### Activity
Repeat every line of the material, character for character.

### Dataset records
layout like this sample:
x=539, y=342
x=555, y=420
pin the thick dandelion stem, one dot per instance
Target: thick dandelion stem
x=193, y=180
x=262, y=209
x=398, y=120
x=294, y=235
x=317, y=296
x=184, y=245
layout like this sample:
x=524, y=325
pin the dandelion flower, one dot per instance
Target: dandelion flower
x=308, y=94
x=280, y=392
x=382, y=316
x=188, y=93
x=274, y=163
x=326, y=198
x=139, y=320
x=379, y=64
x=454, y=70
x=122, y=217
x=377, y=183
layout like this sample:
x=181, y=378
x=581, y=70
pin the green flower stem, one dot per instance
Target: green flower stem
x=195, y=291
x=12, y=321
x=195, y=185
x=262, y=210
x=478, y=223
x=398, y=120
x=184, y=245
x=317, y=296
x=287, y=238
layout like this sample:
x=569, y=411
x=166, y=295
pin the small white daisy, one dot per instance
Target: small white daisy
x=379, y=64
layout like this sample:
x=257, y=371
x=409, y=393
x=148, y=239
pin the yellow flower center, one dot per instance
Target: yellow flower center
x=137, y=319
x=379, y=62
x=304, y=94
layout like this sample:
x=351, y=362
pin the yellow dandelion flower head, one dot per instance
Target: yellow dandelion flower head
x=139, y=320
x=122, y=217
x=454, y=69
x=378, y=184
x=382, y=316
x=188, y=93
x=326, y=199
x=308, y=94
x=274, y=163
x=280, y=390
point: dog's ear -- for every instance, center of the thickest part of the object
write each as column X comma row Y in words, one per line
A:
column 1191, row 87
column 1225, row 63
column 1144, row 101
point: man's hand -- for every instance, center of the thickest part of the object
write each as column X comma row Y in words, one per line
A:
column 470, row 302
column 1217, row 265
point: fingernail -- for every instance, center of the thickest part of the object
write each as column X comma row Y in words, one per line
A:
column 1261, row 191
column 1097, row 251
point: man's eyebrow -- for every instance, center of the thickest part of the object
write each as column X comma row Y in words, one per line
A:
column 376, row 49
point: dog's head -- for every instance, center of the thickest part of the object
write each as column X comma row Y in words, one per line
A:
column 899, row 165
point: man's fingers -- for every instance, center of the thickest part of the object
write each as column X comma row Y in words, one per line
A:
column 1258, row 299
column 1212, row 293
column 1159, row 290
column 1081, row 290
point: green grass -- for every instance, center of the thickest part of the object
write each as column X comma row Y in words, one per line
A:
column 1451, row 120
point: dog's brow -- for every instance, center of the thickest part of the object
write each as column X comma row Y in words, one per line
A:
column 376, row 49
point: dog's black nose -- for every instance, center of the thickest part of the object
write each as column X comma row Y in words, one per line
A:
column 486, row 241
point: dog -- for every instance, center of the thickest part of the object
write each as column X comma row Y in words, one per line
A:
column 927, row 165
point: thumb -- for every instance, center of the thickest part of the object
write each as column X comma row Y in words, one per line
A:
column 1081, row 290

### Task solution
layout like this sample:
x=539, y=342
x=555, y=420
pin the thick dandelion stem, one dot per instance
Target: thick dandelion stem
x=193, y=180
x=262, y=209
x=398, y=120
x=294, y=235
x=317, y=296
x=184, y=245
layout like this sample:
x=524, y=325
pin the dandelion flower, one dot per instance
Target: dandelion flower
x=308, y=94
x=280, y=392
x=382, y=316
x=188, y=93
x=274, y=163
x=326, y=198
x=139, y=320
x=379, y=64
x=454, y=70
x=122, y=217
x=377, y=183
layout like this sample:
x=181, y=378
x=581, y=70
pin the green flower stem, one dot per instance
Target: green flower stem
x=195, y=291
x=12, y=321
x=195, y=185
x=262, y=210
x=478, y=223
x=398, y=120
x=184, y=245
x=317, y=296
x=287, y=238
layout like this sample:
x=569, y=411
x=166, y=295
pin the small white daisy, one dot per instance
Target: small white daisy
x=379, y=64
layout like this sample:
x=257, y=371
x=409, y=393
x=148, y=239
pin the yellow flower center, one dot per instance
Target: yellow flower center
x=137, y=319
x=379, y=62
x=304, y=94
layout like this sample:
x=351, y=362
pin the yellow dandelion flower head, one dot per instance
Target: yellow dandelion flower head
x=139, y=320
x=122, y=217
x=454, y=69
x=378, y=184
x=382, y=316
x=188, y=93
x=326, y=199
x=308, y=94
x=274, y=163
x=280, y=390
point: dog's ear -- for every instance, center of the thickest part of the object
write each as column X comma row Y in words, one per line
A:
column 1191, row 87
column 1225, row 63
column 1144, row 101
point: man's hand -- for every instance, center of the thickest part of the object
write each as column X comma row Y in words, one per line
A:
column 470, row 302
column 1217, row 265
point: fingernail -- for every instance, center of the thickest part of the object
write each as column X comma row Y in words, one per line
A:
column 1261, row 191
column 1097, row 251
point: man's eyebrow -- for every instance, center of the thickest part of the object
write each as column X comma row Y in words, one per line
A:
column 376, row 49
point: dog's head -- for every instance, center of the thickest part of the object
write each as column X comma row Y in words, one per line
A:
column 899, row 165
point: man's fingers -- for every instance, center of the thickest part of the object
write each as column X comma row Y in words, one per line
A:
column 1258, row 299
column 1212, row 293
column 1159, row 290
column 1081, row 290
point: green grass -- for every instance, center of the thickest part of the object
write each as column X comma row Y in words, one per line
A:
column 1451, row 120
point: dog's brow -- for every instance, center of the thickest part of the object
write each as column X comma row Y in words, one per line
A:
column 376, row 49
point: dog's black nose -- for every instance, center of the thickest part of the object
write each as column X comma row Y in words, one per line
A:
column 486, row 241
point: dog -- for every instance, center of the thickest part of the object
write each as column X comma row Y in words, one per line
A:
column 927, row 165
point: thumb -- for every instance, center of the thickest part of the object
write each as column X comma row Y in words, one per line
A:
column 1081, row 290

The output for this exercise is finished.